## [Problem to solve]
Keep every line in which "carved" occurs and drop the rest of the data.

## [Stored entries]
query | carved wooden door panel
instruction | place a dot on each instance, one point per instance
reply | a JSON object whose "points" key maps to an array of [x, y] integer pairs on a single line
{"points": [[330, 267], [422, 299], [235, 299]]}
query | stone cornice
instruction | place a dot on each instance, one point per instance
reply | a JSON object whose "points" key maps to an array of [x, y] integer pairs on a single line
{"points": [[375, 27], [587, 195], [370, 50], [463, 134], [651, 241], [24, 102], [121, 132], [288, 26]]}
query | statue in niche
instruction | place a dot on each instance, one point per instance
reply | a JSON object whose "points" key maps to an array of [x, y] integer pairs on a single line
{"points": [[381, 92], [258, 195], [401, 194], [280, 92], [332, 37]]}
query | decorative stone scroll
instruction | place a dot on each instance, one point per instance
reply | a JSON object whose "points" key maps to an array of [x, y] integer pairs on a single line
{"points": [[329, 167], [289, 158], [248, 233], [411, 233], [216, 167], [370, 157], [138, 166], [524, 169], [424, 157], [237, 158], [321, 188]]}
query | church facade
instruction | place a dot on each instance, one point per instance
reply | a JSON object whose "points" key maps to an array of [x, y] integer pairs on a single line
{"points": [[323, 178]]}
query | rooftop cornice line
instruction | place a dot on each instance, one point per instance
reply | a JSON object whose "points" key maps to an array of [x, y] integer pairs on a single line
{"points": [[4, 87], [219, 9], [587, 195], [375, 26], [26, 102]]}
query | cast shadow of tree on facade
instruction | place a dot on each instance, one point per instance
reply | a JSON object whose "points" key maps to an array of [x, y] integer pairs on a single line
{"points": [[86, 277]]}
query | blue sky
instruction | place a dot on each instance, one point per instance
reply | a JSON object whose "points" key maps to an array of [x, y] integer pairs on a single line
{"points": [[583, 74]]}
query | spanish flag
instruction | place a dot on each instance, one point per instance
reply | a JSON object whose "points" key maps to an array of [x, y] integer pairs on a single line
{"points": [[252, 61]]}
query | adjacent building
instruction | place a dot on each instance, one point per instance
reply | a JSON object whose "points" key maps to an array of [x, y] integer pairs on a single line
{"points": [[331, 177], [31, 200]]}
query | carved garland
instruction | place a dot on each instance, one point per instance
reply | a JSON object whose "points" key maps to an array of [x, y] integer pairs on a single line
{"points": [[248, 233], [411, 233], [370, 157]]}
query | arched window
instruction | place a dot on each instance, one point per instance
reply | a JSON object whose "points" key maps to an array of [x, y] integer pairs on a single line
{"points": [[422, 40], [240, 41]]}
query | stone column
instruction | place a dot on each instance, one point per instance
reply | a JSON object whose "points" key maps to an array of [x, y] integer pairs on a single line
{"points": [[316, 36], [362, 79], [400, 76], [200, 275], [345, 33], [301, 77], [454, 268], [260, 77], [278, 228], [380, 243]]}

## [Solution]
query | carved wooden door panel
query | carved garland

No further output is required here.